_Work required_
Can you write out the records below as a numbered list, skipping any blank lines?

_Given entries_
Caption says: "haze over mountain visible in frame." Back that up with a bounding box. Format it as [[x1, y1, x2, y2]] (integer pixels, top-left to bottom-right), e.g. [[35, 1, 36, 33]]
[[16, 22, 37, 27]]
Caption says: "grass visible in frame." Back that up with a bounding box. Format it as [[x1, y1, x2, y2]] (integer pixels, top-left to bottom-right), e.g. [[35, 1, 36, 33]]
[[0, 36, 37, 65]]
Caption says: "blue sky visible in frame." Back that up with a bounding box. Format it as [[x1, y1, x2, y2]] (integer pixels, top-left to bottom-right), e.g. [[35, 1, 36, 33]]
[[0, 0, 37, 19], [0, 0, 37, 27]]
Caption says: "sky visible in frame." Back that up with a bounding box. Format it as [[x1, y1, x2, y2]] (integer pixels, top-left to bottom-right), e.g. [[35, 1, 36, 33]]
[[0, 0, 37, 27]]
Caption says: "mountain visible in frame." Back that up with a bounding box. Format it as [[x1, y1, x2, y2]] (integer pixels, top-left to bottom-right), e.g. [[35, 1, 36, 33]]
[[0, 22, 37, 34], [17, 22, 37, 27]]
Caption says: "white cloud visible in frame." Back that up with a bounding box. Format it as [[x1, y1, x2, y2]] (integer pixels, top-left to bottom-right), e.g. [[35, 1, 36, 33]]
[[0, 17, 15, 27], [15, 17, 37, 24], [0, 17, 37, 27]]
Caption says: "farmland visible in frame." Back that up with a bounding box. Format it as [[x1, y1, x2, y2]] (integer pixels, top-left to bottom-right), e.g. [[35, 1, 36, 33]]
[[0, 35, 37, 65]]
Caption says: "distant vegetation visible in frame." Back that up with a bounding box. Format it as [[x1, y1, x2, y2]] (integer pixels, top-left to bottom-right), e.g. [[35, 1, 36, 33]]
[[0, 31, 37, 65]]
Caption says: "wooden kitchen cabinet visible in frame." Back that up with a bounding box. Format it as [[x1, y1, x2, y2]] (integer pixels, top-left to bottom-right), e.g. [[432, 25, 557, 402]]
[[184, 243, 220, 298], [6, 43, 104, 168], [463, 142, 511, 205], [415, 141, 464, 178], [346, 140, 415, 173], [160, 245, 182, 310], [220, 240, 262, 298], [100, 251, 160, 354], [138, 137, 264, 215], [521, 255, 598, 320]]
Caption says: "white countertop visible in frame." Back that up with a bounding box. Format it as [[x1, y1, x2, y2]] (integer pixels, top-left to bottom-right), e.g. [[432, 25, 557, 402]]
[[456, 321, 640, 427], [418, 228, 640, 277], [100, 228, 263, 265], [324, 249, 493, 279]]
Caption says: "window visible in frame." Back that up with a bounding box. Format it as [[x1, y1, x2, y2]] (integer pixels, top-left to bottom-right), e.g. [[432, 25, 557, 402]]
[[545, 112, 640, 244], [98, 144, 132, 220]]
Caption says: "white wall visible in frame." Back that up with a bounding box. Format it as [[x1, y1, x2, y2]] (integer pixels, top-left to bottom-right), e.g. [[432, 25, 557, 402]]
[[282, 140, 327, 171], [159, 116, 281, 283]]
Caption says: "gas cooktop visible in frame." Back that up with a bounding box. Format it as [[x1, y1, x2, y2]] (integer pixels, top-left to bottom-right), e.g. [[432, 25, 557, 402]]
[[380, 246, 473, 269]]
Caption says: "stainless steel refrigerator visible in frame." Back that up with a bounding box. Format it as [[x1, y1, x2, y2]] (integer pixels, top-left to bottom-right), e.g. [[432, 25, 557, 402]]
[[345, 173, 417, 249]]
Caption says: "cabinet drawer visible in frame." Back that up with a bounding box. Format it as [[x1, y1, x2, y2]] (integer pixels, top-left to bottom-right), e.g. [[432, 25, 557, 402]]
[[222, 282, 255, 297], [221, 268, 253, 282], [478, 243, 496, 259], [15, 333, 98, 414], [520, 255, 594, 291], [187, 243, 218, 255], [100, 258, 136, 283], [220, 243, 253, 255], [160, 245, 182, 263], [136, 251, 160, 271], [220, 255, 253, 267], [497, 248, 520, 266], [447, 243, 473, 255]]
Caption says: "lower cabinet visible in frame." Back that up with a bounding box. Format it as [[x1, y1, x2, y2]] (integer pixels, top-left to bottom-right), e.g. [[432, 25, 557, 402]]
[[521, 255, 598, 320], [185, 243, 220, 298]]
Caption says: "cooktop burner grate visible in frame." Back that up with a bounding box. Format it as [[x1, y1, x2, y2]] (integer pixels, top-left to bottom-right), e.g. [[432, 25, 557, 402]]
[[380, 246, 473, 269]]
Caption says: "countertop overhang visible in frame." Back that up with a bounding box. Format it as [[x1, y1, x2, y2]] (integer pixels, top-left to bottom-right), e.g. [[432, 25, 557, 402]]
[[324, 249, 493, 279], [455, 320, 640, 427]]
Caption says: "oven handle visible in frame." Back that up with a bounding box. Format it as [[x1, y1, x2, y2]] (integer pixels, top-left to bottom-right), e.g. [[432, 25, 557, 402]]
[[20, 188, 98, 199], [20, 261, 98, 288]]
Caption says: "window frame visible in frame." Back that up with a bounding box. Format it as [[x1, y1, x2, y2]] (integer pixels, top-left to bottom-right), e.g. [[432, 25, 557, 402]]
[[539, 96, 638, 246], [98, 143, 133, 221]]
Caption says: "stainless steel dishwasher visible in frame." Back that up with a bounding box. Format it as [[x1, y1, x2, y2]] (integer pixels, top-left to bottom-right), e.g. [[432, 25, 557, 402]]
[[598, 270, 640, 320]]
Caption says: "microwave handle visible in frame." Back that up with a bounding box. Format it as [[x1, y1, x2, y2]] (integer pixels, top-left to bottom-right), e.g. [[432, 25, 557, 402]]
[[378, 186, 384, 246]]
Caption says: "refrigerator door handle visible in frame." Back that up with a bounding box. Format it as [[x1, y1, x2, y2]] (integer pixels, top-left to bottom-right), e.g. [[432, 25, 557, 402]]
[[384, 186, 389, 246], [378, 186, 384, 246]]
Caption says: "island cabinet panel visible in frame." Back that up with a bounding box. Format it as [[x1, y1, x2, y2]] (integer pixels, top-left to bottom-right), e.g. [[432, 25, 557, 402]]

_Exercise answer_
1. Caption says: "haze over mountain visible in frame." Back that up with a bounding box. Format it as [[x1, y1, x2, y2]] (integer pixels, top-left to bottom-right), e.g. [[35, 1, 36, 33]]
2. [[16, 22, 37, 27]]
3. Caption says: "grass visible in frame." Back that up with a bounding box. Format it as [[x1, y1, x2, y2]] (integer pixels, top-left to bottom-right), e.g. [[35, 1, 36, 33]]
4. [[0, 36, 37, 65]]
5. Caption says: "blue sky visible in frame." Back that up with a bounding box. Format it as [[x1, y1, x2, y2]] (integer pixels, top-left to bottom-right), e.g. [[35, 1, 36, 33]]
6. [[0, 0, 37, 19], [0, 0, 37, 27]]
7. Caption says: "sky visible in frame." Back that up with a bounding box. Format it as [[x1, y1, x2, y2]] (integer pixels, top-left to bottom-right), e.g. [[35, 1, 36, 33]]
8. [[0, 0, 37, 27]]
9. Caption says: "mountain visible in frame." Back that up with a bounding box. Format it as [[x1, y1, x2, y2]] (integer pixels, top-left to bottom-right), e.g. [[35, 1, 36, 33]]
10. [[0, 22, 37, 34], [17, 22, 37, 27]]
11. Caption says: "white cloud visible in frame." Back that up with a bounding box. Format it as [[x1, y1, x2, y2]] (integer pixels, top-left to bottom-right), e.g. [[35, 1, 36, 33]]
12. [[0, 17, 15, 27], [15, 17, 37, 24], [0, 17, 37, 27]]
13. Caption says: "farmland visible in frame." Back that up with a bounding box. Format it as [[x1, y1, x2, y2]] (integer pixels, top-left to bottom-right), e.g. [[35, 1, 36, 33]]
14. [[0, 35, 37, 65]]
15. Caption says: "distant vegetation visible in frame." Back that up with a bounding box. Format it as [[x1, y1, x2, y2]] (integer pixels, top-left to bottom-right), e.g. [[35, 1, 36, 33]]
16. [[0, 31, 37, 65]]
17. Caption says: "wooden kitchen cabinet visible in frame." Back that up with a bounding box. Format it as [[x1, y1, x2, y2]] (integer pixels, top-left to bottom-right), e.g. [[432, 25, 557, 402]]
18. [[184, 243, 220, 298], [6, 43, 104, 168], [463, 142, 511, 205], [415, 141, 464, 178], [346, 140, 415, 173], [160, 245, 182, 310], [220, 240, 262, 298], [100, 251, 160, 354], [138, 137, 264, 215], [521, 255, 598, 320]]
19. Caption says: "white countertop visible in frame." Back that up with a bounding box. Format it as [[x1, y1, x2, y2]] (integer pixels, top-left to bottom-right), e.g. [[432, 25, 557, 402]]
20. [[456, 321, 640, 427], [418, 228, 640, 277], [100, 228, 263, 265], [324, 249, 493, 279]]
21. Caption says: "window visible in frame." Back that up with a bounding box. Format it as [[x1, y1, x2, y2]] (integer pixels, top-left to bottom-right), e.g. [[432, 25, 557, 402]]
22. [[545, 112, 640, 244], [98, 144, 132, 220]]
23. Caption says: "white wall visible in frame." Back that up with a bounding box. Format it as [[x1, y1, x2, y2]] (integer pixels, top-left to bottom-right), e.g. [[432, 25, 557, 402]]
24. [[282, 140, 327, 171], [159, 116, 281, 283]]
25. Caption says: "gas cooktop visible in frame." Back that up with a bounding box. Format it as [[x1, y1, x2, y2]] (integer pixels, top-left to bottom-right), e.g. [[432, 25, 557, 402]]
26. [[380, 246, 473, 269]]
27. Caption says: "stainless steel refrigerator visible in frame." Back that up with a bounding box. Format it as [[x1, y1, x2, y2]] (integer pixels, top-left to bottom-right), e.g. [[432, 25, 557, 402]]
28. [[345, 173, 417, 249]]
29. Caption says: "cabinet drawer visible in frame." Back that up with a bounding box. Format it as [[x1, y1, x2, y2]] (integer pixels, top-left to bottom-right), e.g. [[432, 25, 557, 402]]
30. [[222, 282, 255, 297], [221, 268, 253, 282], [478, 243, 496, 259], [15, 333, 98, 414], [520, 255, 594, 291], [187, 243, 218, 255], [100, 258, 136, 283], [220, 243, 253, 255], [160, 245, 182, 263], [136, 251, 160, 271], [220, 255, 253, 267], [497, 248, 520, 266], [447, 243, 473, 255]]
31. Caption says: "lower cabinet visible in frame." Back that up with a bounding box. Format it as [[x1, y1, x2, y2]] (integer pixels, top-left to bottom-right), e.g. [[432, 25, 557, 402]]
32. [[521, 255, 598, 320], [185, 243, 220, 298]]
33. Caption says: "cooktop burner grate visible in frame." Back that up with a bounding box. Format it as [[x1, y1, x2, y2]] (integer pixels, top-left to bottom-right), e.g. [[432, 25, 557, 402]]
34. [[380, 246, 473, 269]]
35. Caption says: "countertop overhang visible in frame." Back that up with a bounding box. Format it as [[x1, y1, x2, y2]] (integer pixels, top-left to bottom-right), e.g. [[432, 25, 557, 402]]
36. [[324, 249, 493, 279], [455, 320, 640, 427]]
37. Caption says: "oven handle visible in frame." Back that up with a bounding box. Format it as [[x1, y1, x2, y2]] (integer pixels, top-left to bottom-right), e.g. [[432, 25, 557, 402]]
38. [[20, 188, 98, 199], [20, 261, 98, 288]]
39. Caption says: "window frame visible in frame." Back that up with a bounding box. Format it as [[x1, y1, x2, y2]] (integer pixels, top-left to bottom-right), e.g. [[432, 25, 557, 402]]
40. [[539, 96, 638, 246], [98, 143, 133, 221]]
41. Caption says: "stainless steel dishwasher visible in frame." Back that up with a bounding box. Format it as [[x1, y1, x2, y2]] (integer pixels, top-left to bottom-right), e.g. [[432, 25, 557, 402]]
42. [[598, 270, 640, 320]]
43. Caption says: "microwave handle visible in frame." Back that up with a bounding box. Format it as [[x1, y1, x2, y2]] (integer pixels, top-left to bottom-right), e.g. [[432, 25, 557, 402]]
44. [[378, 186, 384, 246]]
45. Caption says: "refrigerator door handle visible in frame." Back that up with a bounding box. Format it as [[x1, y1, x2, y2]] (integer pixels, top-left to bottom-right), e.g. [[432, 25, 557, 402]]
46. [[384, 186, 389, 246], [378, 186, 384, 246]]
47. Caption says: "island cabinet panel visible in frame." Back that up with a bounding box. Format it as [[x1, y1, x2, y2]] (integer pixels, top-left to bottom-right), e.g. [[432, 25, 557, 402]]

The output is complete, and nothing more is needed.